#### Data for processing:
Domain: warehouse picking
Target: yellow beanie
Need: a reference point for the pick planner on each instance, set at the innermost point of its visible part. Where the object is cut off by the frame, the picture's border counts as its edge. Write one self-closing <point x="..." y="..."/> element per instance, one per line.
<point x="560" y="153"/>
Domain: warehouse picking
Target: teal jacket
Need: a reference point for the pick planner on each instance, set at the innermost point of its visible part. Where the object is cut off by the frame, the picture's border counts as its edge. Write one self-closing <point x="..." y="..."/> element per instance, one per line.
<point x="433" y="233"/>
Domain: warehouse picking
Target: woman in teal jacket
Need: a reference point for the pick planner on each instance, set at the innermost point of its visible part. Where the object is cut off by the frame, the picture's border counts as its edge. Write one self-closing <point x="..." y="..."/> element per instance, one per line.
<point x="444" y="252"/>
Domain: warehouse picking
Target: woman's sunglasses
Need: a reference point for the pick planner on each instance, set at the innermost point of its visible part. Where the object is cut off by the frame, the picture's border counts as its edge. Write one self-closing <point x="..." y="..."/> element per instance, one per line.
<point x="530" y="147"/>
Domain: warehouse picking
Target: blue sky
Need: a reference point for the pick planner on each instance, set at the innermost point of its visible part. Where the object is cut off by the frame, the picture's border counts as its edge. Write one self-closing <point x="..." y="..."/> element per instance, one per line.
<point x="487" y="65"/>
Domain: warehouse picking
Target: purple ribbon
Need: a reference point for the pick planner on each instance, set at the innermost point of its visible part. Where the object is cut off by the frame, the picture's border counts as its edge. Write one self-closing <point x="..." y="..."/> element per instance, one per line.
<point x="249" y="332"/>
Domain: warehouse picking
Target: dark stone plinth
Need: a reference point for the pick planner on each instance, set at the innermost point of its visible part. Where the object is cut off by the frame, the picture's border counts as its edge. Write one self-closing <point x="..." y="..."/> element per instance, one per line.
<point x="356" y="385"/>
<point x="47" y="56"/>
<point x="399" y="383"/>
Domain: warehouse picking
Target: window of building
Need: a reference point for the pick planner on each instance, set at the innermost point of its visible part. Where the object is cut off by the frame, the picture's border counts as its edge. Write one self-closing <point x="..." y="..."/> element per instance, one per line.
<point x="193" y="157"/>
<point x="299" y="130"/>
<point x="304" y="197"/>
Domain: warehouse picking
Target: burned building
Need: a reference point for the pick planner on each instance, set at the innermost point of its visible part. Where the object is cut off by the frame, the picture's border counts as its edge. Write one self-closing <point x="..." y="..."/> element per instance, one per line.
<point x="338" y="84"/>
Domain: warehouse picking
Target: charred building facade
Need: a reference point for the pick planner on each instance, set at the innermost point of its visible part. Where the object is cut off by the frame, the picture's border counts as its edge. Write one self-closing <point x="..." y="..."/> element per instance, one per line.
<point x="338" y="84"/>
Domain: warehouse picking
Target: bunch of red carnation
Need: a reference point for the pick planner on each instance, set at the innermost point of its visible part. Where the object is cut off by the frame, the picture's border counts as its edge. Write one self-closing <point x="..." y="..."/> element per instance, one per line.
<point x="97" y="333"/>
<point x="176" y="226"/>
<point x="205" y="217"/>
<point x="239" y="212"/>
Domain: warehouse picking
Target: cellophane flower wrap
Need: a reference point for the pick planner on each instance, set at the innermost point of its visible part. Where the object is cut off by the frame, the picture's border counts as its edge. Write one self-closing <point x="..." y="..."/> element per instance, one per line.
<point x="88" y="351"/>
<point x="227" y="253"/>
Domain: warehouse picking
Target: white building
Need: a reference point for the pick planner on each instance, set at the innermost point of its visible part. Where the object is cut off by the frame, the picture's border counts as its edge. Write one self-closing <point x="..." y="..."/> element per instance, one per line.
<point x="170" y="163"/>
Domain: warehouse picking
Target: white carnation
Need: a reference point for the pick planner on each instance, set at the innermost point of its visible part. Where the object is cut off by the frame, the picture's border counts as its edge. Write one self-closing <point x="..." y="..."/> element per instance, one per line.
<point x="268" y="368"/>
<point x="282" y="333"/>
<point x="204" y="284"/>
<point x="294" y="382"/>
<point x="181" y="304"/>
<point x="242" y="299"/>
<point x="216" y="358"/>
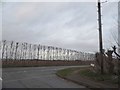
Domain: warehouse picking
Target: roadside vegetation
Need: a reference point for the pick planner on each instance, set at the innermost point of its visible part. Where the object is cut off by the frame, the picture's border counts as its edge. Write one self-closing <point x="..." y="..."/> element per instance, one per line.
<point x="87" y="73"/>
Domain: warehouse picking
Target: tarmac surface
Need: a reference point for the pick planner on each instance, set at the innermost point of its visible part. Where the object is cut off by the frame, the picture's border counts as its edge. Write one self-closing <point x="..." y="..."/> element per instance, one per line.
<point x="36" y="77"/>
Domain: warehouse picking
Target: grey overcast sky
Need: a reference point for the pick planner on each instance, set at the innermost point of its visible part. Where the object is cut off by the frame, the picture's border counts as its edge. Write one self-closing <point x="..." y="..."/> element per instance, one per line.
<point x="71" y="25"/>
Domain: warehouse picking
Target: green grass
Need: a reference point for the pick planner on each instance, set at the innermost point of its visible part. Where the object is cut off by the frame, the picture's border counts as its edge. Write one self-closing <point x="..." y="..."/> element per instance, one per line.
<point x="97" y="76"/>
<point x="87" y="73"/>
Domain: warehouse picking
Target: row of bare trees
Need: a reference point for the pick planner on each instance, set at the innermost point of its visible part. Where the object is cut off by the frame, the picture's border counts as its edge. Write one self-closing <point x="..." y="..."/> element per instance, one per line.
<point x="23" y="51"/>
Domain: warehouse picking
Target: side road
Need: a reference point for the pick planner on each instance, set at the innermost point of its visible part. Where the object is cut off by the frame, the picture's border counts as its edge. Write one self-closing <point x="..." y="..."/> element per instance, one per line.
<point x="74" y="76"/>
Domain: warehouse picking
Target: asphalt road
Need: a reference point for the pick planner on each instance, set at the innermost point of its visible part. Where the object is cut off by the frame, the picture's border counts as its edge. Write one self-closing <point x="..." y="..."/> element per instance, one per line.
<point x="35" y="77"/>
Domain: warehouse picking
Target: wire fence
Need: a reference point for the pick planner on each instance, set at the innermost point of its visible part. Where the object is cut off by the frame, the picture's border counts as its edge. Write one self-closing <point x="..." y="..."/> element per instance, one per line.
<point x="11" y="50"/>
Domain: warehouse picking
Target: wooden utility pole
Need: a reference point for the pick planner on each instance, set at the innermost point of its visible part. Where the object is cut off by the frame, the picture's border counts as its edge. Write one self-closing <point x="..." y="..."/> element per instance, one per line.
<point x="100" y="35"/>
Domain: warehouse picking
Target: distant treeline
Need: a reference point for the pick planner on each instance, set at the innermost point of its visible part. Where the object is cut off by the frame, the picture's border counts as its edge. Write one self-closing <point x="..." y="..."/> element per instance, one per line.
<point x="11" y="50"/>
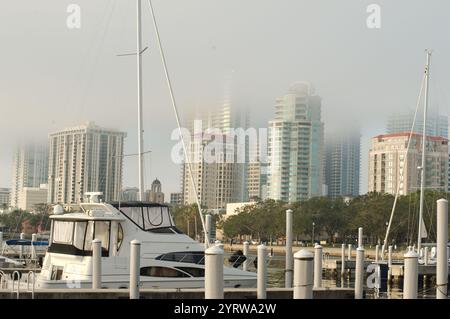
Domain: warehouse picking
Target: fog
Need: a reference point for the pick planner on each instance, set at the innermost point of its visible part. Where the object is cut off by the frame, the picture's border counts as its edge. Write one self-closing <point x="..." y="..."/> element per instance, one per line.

#### Written task:
Please write out all the data again word for word, but not the pictures.

#### Finished task:
Domain: warehouse picking
Target: yellow beanie
Need: a reference point for the pick planner on each instance, set at the innermost point of its visible part. Where the object is cut off by the frame, the picture's border counts as its edge. Write one self-closing <point x="..." y="..."/> element per instance, one per line.
<point x="560" y="153"/>
Domain: warehouse picking
Target: teal jacket
Need: a reference point for the pick planner on each instance, set at the innermost point of its visible part. Where the object is cut off by the frame, the picture's border counts as its edge. Write one self-closing <point x="..." y="..."/> element per instance, one per line.
<point x="433" y="233"/>
Domain: warehouse picking
Target: woman in teal jacket
Need: a reference point for the pick planner on each instance, set at the innermost point of its visible part. Where the object is cut off by the frame, the picture's border counts as its edge. Write one self-closing <point x="..." y="..."/> element per instance, one per line.
<point x="444" y="252"/>
Domain: warehouse picking
Target: woman's sunglasses
Need: a reference point for the pick planner on each instance, set at the innermost point of its visible part. Where the object is cut off by the frame, the picture's border counts as its edge. Write one self-closing <point x="..." y="..."/> element per instance, one per line.
<point x="530" y="147"/>
Domain: warehouse picking
Target: blue sky
Need: a reference point for the pick planner on each instance, set at the innermost point of its visible part. Where the object is cut off by the frame, the picture's border counts as its edge. Write one self-closing <point x="..." y="..."/> element per instance, one per line.
<point x="487" y="65"/>
Domain: warehouse picking
Target: purple ribbon
Need: a reference point for the pick planner on each instance, set at the innermost point of its visible part. Where the object is cut off by the frame, the picture's border counts as its edge. Write one self-closing <point x="..." y="..."/> element per instance, one per line.
<point x="249" y="332"/>
Domain: warehouse picking
Target: dark stone plinth
Need: a reference point for the pick planner on each instance, set at the innermost point of its visible part. Where the object is cut off by the frame, the picture's border counts as its edge. Write one self-closing <point x="..." y="..."/> element per instance, one per line.
<point x="356" y="385"/>
<point x="47" y="56"/>
<point x="399" y="383"/>
Domain: warehouse picking
Target: window of building
Need: a reference point for the pick planner on each instance, set at the innermost point of its visible part. Where the object is cut off by the frame, the picture's border counts as its edge. Write one self-closing <point x="..." y="..."/> element per instance, one per line.
<point x="193" y="157"/>
<point x="299" y="130"/>
<point x="304" y="197"/>
Domain: warehouse picking
Target: burned building
Need: a reference point for the pick planner on each instance, set at the innermost point of its visible part. Where the object is cut off by the frame, the picture's border counts as its edge. Write one self-closing <point x="..." y="..."/> element per instance, one per line.
<point x="338" y="84"/>
Domain: warehouse picking
Target: charred building facade
Need: a reference point for the pick planner on each instance, set at the innermost point of its visible part. Where the object is cut off by the frame, the picture's border counts as its edge. Write one self-closing <point x="..." y="..."/> element per instance, one per line.
<point x="338" y="84"/>
Domain: warehouse picking
Target: bunch of red carnation
Need: a reference point for the pick planner on each instance, set at the innermost point of its visible part. Where the object is cut off by the frame, the picture's border counts as its edge. Write one self-closing <point x="..." y="..."/> element per instance, one per line.
<point x="97" y="333"/>
<point x="176" y="226"/>
<point x="205" y="217"/>
<point x="239" y="212"/>
Domain: warehouse picking
Target: cellophane flower wrap
Need: a reference point for the pick planner on each instance, set at the innermost point of its visible part. Where the object is cut off by the frame, the picture's border counts as its edge. Write one self-closing <point x="..." y="..."/> element per instance, one per line.
<point x="88" y="351"/>
<point x="227" y="253"/>
Domain: warehouse picking
Target: white building
Need: a reference point for the pick planner on each instance, set at the innermost point of its visible part. Where the object is cut off by the frame, the picture's border counts as its edge. Write one self-closing <point x="..." y="..."/> element per instance, one per line.
<point x="170" y="163"/>
Domain: warehouse picking
Target: white carnation
Need: a reference point for the pick planner on each instance, set at the innermost point of its visible part. Where the object is cut off by the frame, the picture's border counts as its edge. Write one self-closing <point x="..." y="..."/> element per instance, one per line.
<point x="268" y="368"/>
<point x="282" y="333"/>
<point x="204" y="284"/>
<point x="294" y="382"/>
<point x="181" y="304"/>
<point x="242" y="299"/>
<point x="216" y="358"/>
Domain: warehouse picking
Target: roadside vegetation
Need: a reference point for the pick planner on each instance, set at the innermost point of its visible part. Where the object is cut off by the frame, the picture's border counts as its edge. Write one self-closing <point x="..." y="..."/> element per instance, one per line.
<point x="87" y="73"/>
Domain: warehouse picking
Target: tarmac surface
Need: a reference point for the pick planner on each instance, set at the innermost point of its visible part. Where the object is cut off by the frame, the picture's border counts as its edge. Write one self-closing <point x="..." y="..."/> element per instance, one per line.
<point x="36" y="77"/>
Domain: warehouse picking
Target: grey overcast sky
Need: a reference point for the pick planner on each instance, set at the innermost point of its visible part. Where the object is cut off by the frame, the picture's border counts as its edge. Write one self-closing <point x="..." y="..."/> element per instance, one per line.
<point x="71" y="25"/>
Domain: warehouse picking
Target: green grass
Need: a reference point for the pick planner on each instance, set at the innermost point of its visible part. Where the object is cut off by the frame, the picture's border counts as its edge. Write one self-closing <point x="..." y="..."/> element per instance, one per line.
<point x="97" y="76"/>
<point x="87" y="73"/>
Domain: warehouse picking
Target: row of bare trees
Need: a reference point for the pick planner on each instance, set at the innermost point of its visible part. Where the object is cut off by the frame, the picture's border counts as its edge. Write one self-closing <point x="..." y="..."/> element per instance, one per line.
<point x="23" y="51"/>
Domain: warehouse picking
Target: side road
Need: a reference point for the pick planner on each instance, set at the innermost point of its visible part. Where the object is cut off by the frame, the picture's border counts as its edge. Write one self-closing <point x="..." y="..."/> element per instance, one per line.
<point x="74" y="76"/>
Domain: warehouse picking
Target: asphalt road
Need: a reference point for the pick planner on each instance, set at the innermost point of its visible part. Where the object is cut off by the frame, the picture's border counts as its edge. Write one self-closing <point x="..." y="..."/> element per instance, one per line.
<point x="35" y="77"/>
Domain: warehouse picking
Target: wire fence
Need: a reference point for the pick planner on each instance, set at the innermost point of its visible part. Where the object is cut off by the frame, the picture's border counts as its edge. Write one self-closing <point x="..." y="..."/> element per instance, one per line.
<point x="11" y="50"/>
Domain: warehouse picking
Target: wooden utility pole
Need: a reference point for the pick planner on each instance, set at the innermost point of its visible part. Where the object is cut off by the frame, the picture's border counts as its edge. Write one self-closing <point x="..." y="..."/> element per instance, one per line.
<point x="100" y="35"/>
Domain: warehouse picking
Target: distant treeline
Need: a reference point for the pick planner on each instance, set at the innermost point of its visible part. Where the object is cut off by the frame, the picture's border counts as its edge. Write one self-closing <point x="..." y="..."/> element per instance, one per line.
<point x="11" y="50"/>
Domain: warehouse picking
Target: fog
Need: a reference point for the pick planner on each instance, set at the innermost point of its visible part. Where the object is cut off by the frame, the picture's border counts as its edge. Write one self-closing <point x="..." y="..."/> element per instance, one per line.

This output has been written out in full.